### WORK TO DO
Output these lines as a JSON list of strings, one string per line, omitting blank lines.

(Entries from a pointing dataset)
◇ ◇ ◇ ◇
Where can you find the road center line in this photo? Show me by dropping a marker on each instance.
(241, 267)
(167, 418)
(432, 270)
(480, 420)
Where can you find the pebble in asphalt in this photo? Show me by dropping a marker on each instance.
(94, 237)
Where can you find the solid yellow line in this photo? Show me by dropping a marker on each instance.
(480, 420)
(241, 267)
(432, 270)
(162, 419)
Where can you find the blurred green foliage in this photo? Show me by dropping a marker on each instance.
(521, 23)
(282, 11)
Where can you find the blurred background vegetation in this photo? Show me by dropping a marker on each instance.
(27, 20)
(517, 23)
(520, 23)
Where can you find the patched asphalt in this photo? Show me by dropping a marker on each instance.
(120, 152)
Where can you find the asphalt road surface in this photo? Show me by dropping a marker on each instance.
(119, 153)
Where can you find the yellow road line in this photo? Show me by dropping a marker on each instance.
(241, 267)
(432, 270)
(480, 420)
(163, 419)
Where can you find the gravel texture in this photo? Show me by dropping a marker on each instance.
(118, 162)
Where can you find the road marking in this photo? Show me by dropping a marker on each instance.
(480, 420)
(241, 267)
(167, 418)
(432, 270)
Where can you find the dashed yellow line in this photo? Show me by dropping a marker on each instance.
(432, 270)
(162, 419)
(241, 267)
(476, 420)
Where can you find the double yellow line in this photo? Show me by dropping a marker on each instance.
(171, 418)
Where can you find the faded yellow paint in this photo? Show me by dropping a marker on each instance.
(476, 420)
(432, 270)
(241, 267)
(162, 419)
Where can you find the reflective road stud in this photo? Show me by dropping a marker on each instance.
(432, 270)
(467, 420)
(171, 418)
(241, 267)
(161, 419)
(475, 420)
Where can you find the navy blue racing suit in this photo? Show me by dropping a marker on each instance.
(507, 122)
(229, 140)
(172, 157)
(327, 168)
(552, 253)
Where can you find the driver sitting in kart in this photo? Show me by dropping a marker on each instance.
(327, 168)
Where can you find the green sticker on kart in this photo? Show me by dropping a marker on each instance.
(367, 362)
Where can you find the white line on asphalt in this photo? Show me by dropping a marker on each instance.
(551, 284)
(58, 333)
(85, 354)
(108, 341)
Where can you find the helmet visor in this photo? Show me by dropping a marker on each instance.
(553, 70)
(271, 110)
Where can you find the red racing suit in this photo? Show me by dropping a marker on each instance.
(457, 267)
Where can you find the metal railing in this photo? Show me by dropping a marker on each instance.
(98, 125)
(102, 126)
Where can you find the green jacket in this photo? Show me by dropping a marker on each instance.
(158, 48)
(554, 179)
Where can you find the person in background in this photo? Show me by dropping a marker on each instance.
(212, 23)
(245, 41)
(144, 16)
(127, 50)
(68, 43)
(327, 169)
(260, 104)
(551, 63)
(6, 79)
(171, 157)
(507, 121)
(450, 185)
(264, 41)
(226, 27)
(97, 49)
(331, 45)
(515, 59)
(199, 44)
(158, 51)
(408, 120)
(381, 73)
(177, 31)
◇ ◇ ◇ ◇
### COMPLETE RESPONSE
[
  "Where can you find the road center line in this photo? Show me by dropping a marker on each instance.",
  "(241, 267)",
  "(167, 418)",
  "(432, 270)",
  "(480, 420)",
  "Where can you find the pebble in asphalt in this photo? Show me by dropping a marker on each instance.",
  "(94, 237)",
  "Where can you find the solid yellow line in this photo? Show me by dropping a marker on each instance.",
  "(480, 420)",
  "(241, 267)",
  "(432, 270)",
  "(162, 419)",
  "Where can you find the blurred green foliage in this photo? Show me by dropping a marker on each instance.",
  "(521, 23)",
  "(282, 11)",
  "Where can you find the blurred background vegetation in this photo? Show me by dropping a marker on each instance.",
  "(27, 20)",
  "(517, 23)",
  "(520, 23)",
  "Where can you find the patched asphalt in this photo? Show me by dropping a marker on each instance.",
  "(120, 152)",
  "Where can you find the asphalt road surface in this photo? Show me by dropping a marker on each instance.",
  "(119, 153)",
  "Where can you find the yellow road line in this photo? Show me by dropping a marker on each instance.",
  "(241, 267)",
  "(432, 270)",
  "(480, 420)",
  "(163, 419)",
  "Where can you find the gravel texture in this photo? Show me by dropping a marker on each instance.",
  "(118, 162)",
  "Where can you find the road marking in this photo? Show me by dropping a marker on each instance.",
  "(480, 420)",
  "(241, 267)",
  "(167, 418)",
  "(432, 270)",
  "Where can you find the dashed yellow line in this photo? Show me by dropping a marker on each instance.",
  "(432, 270)",
  "(162, 419)",
  "(241, 267)",
  "(476, 420)",
  "Where can you find the double yellow line in this photo? Show me by dropping a marker on each instance.",
  "(171, 418)",
  "Where can you find the faded yellow paint in this photo? Show me by dropping a marker on each instance.",
  "(476, 420)",
  "(432, 270)",
  "(241, 267)",
  "(162, 419)",
  "Where can you find the reflective road stud in this photo? Show me by dropping a marker on each instance.",
  "(432, 270)",
  "(467, 420)",
  "(171, 418)",
  "(241, 267)",
  "(161, 419)",
  "(475, 420)",
  "Where can you find the navy blue racing suit in this photo? Show me by dropping a marker on each instance.",
  "(507, 122)",
  "(229, 140)",
  "(172, 157)",
  "(327, 168)",
  "(552, 253)",
  "Where can you find the driver sitting in kart in this photo? Show me by dropping a marker on each instance.",
  "(327, 168)",
  "Where can you find the green sticker on kart in this photo? Show me by dropping a marker on each instance.",
  "(367, 362)",
  "Where can you find the white line on asphalt in this photo? Show me by dropping a marker on each instance.",
  "(551, 284)",
  "(58, 333)",
  "(85, 354)",
  "(108, 341)",
  "Where can you find the helmet visor in this photo? Show me by dropping a marker on each instance.",
  "(553, 70)",
  "(271, 110)",
  "Where can you find the red racing suit in this photo? Show me by dropping a marker on each instance.",
  "(457, 267)",
  "Where can you find the metal railing in this photo? Show me by dropping a marker on each instance.",
  "(98, 125)",
  "(102, 126)",
  "Where can you find the green jacket in this photo? Show me by dropping a marker on each instance.",
  "(158, 48)",
  "(554, 179)",
  "Where can you find the person in background in this photo? Show me by dropping a marker on each instance.",
  "(212, 23)",
  "(245, 41)",
  "(144, 16)",
  "(127, 50)",
  "(68, 43)",
  "(327, 169)",
  "(260, 104)",
  "(551, 63)",
  "(6, 79)",
  "(171, 157)",
  "(507, 121)",
  "(450, 185)",
  "(264, 41)",
  "(226, 27)",
  "(97, 49)",
  "(331, 45)",
  "(515, 59)",
  "(199, 44)",
  "(158, 51)",
  "(408, 120)",
  "(381, 73)",
  "(177, 31)"
]